■ **INSTRUCTIONS FOR THE TASK**
Every entry must be given again exactly.

* start RECORDS TO USE *

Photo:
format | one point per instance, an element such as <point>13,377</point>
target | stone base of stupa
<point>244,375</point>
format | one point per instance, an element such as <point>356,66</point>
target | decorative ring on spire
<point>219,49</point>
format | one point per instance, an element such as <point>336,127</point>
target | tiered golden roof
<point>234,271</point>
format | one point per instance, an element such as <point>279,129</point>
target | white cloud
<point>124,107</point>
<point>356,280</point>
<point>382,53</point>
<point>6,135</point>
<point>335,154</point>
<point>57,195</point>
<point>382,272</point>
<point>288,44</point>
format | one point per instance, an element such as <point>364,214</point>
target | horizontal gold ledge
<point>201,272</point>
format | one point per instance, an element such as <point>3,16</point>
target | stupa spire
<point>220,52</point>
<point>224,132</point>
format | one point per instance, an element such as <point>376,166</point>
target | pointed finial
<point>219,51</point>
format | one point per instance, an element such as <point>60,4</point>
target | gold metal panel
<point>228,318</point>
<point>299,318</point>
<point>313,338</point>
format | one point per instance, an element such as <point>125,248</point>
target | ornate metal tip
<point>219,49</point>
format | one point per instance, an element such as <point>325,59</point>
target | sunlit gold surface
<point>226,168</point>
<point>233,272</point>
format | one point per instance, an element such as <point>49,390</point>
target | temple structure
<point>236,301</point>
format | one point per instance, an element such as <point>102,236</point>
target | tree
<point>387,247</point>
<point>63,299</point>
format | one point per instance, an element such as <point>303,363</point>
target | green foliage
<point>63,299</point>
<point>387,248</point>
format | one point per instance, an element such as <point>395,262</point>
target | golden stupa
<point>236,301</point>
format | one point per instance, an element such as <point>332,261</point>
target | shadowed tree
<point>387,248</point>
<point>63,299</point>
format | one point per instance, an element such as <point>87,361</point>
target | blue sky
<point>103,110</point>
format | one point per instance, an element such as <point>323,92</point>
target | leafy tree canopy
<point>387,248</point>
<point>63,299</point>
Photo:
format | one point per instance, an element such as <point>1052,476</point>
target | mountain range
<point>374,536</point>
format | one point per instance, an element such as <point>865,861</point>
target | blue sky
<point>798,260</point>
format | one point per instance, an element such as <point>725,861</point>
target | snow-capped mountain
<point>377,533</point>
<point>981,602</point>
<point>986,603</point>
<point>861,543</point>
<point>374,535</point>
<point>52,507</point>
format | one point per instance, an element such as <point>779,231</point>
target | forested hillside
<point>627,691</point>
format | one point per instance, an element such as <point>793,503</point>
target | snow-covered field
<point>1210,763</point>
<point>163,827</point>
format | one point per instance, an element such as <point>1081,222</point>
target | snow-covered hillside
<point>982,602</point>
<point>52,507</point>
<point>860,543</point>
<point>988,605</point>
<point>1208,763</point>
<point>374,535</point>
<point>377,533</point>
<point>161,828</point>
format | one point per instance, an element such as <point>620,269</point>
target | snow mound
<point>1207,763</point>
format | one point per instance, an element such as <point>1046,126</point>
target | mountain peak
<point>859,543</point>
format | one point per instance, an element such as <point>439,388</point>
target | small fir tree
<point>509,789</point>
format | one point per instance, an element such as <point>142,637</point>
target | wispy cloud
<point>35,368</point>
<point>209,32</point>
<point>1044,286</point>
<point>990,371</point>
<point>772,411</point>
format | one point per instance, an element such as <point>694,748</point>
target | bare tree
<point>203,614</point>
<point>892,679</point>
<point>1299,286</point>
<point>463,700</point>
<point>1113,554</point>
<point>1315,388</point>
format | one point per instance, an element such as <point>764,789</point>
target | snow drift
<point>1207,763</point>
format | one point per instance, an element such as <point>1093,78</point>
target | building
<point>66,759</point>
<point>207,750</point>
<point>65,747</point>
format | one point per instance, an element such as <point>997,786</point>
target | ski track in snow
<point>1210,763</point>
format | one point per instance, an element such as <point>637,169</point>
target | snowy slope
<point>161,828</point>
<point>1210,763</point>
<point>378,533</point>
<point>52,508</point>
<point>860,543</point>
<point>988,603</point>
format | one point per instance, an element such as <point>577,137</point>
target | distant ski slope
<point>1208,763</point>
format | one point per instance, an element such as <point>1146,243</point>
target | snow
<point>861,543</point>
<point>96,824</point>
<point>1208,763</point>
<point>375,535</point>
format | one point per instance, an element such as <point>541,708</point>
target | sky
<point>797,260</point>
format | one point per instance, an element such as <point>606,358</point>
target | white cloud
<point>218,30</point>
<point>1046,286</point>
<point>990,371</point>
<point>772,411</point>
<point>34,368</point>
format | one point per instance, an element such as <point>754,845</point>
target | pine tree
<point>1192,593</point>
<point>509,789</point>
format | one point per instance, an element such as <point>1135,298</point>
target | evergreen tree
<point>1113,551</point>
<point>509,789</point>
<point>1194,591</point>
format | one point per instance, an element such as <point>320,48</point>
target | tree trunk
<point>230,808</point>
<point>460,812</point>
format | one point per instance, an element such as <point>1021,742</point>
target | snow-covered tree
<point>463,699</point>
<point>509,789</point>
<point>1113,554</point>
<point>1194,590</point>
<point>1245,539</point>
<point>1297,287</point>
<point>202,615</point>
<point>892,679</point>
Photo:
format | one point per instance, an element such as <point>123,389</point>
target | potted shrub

* end RECORDS TO USE *

■ **ANSWER TO THE TASK**
Photo:
format | one point per instance, an element such as <point>13,377</point>
target | stone base of stupa
<point>244,375</point>
format | one point per instance, an element such as <point>356,66</point>
target | decorative ring on spire
<point>219,49</point>
format | one point per instance, an element such as <point>336,127</point>
target | tiered golden roof
<point>234,271</point>
format | one point per instance, an element such as <point>279,129</point>
target | white cloud
<point>124,107</point>
<point>356,280</point>
<point>382,53</point>
<point>6,135</point>
<point>335,154</point>
<point>57,195</point>
<point>382,272</point>
<point>288,44</point>
format | one point per instance, an element such as <point>364,214</point>
target | horizontal gold ledge
<point>201,272</point>
format | one point per instance, an element such as <point>3,16</point>
target | stupa spire
<point>220,52</point>
<point>224,132</point>
format | one point per instance, an element such as <point>376,166</point>
target | pointed finial
<point>219,51</point>
format | one point per instance, an element such as <point>60,4</point>
target | gold metal panel
<point>228,318</point>
<point>299,318</point>
<point>313,338</point>
format | one point per instance, an element such as <point>125,248</point>
target | ornate metal tip
<point>219,49</point>
format | one point per instance, an element such as <point>325,59</point>
target | sunlit gold surface
<point>226,168</point>
<point>233,272</point>
format | one point per instance, an element such as <point>49,390</point>
target | temple structure
<point>236,301</point>
format | one point per instance, an element such as <point>102,236</point>
target | tree
<point>387,247</point>
<point>63,299</point>
format | one point per instance, an element such as <point>303,363</point>
target | green foliage
<point>63,299</point>
<point>387,248</point>
format | one point per instance, an element such as <point>395,262</point>
target | golden stupa
<point>236,301</point>
format | one point per instance, an element such as <point>332,261</point>
target | shadowed tree
<point>387,248</point>
<point>63,299</point>
format | one point per instance, an element such as <point>87,361</point>
target | blue sky
<point>103,110</point>
format | one point per instance, an element such as <point>323,92</point>
target | leafy tree canopy
<point>387,248</point>
<point>63,299</point>
Photo:
format | one point per instance, an element such as <point>1052,476</point>
target | mountain range
<point>374,536</point>
format | one point per instance, an element such as <point>865,861</point>
target | blue sky
<point>798,260</point>
format | one point per instance, an element such as <point>725,861</point>
target | snow-capped mountain
<point>377,533</point>
<point>981,602</point>
<point>986,603</point>
<point>861,543</point>
<point>374,535</point>
<point>52,507</point>
format | one point per instance, an element such as <point>779,231</point>
target | forested hillside
<point>627,691</point>
format | one point per instance, an element such as <point>793,503</point>
target | snow-covered field
<point>1210,763</point>
<point>163,827</point>
format | one point per instance, an element such as <point>1081,222</point>
target | snow-covered hillside
<point>982,602</point>
<point>52,507</point>
<point>860,543</point>
<point>988,605</point>
<point>1208,763</point>
<point>374,535</point>
<point>377,533</point>
<point>161,828</point>
format | one point per instance, an element such as <point>620,269</point>
target | snow mound
<point>1207,763</point>
format | one point per instance, an element such as <point>1046,126</point>
target | mountain peak
<point>859,543</point>
format | one point per instance, an element such as <point>439,388</point>
target | small fir tree
<point>509,789</point>
format | one point per instance, an element such as <point>142,637</point>
target | wispy cloud
<point>35,368</point>
<point>209,32</point>
<point>1044,286</point>
<point>990,371</point>
<point>772,411</point>
format | one point per instance, an element such as <point>694,748</point>
target | bare tree
<point>203,614</point>
<point>892,679</point>
<point>1299,286</point>
<point>463,700</point>
<point>1113,554</point>
<point>1315,388</point>
format | one point per instance, an element such as <point>764,789</point>
target | snow drift
<point>1207,763</point>
format | one point per instance, an element such as <point>1093,78</point>
target | building
<point>66,759</point>
<point>207,750</point>
<point>65,747</point>
format | one point per instance, an element such as <point>997,786</point>
target | ski track in snow
<point>1210,763</point>
format | one point per instance, an element such as <point>637,169</point>
target | snowy slope
<point>161,828</point>
<point>1210,763</point>
<point>378,533</point>
<point>52,508</point>
<point>860,543</point>
<point>988,603</point>
format | one point per instance, an element such as <point>577,137</point>
target | distant ski slope
<point>1208,763</point>
format | one point per instance, an element such as <point>1146,243</point>
target | snow
<point>861,543</point>
<point>96,824</point>
<point>1208,763</point>
<point>375,535</point>
format | one point per instance, an element such as <point>541,708</point>
target | sky
<point>797,260</point>
format | one point per instance, an element such as <point>606,358</point>
target | white cloud
<point>218,30</point>
<point>1046,286</point>
<point>990,371</point>
<point>772,411</point>
<point>34,368</point>
format | one point per instance, an element such as <point>754,845</point>
target | pine tree
<point>1192,593</point>
<point>509,789</point>
format | one point per instance, an element such as <point>1135,298</point>
target | evergreen tree
<point>1113,551</point>
<point>509,789</point>
<point>1194,591</point>
format | one point per instance, an element such as <point>320,48</point>
target | tree trunk
<point>230,808</point>
<point>460,812</point>
format | one point per instance, an element such as <point>1021,742</point>
target | snow-covered tree
<point>463,699</point>
<point>509,789</point>
<point>1113,554</point>
<point>1194,590</point>
<point>1245,539</point>
<point>1297,287</point>
<point>202,615</point>
<point>892,679</point>
Photo:
format | one point per instance, an element such as <point>123,389</point>
target | potted shrub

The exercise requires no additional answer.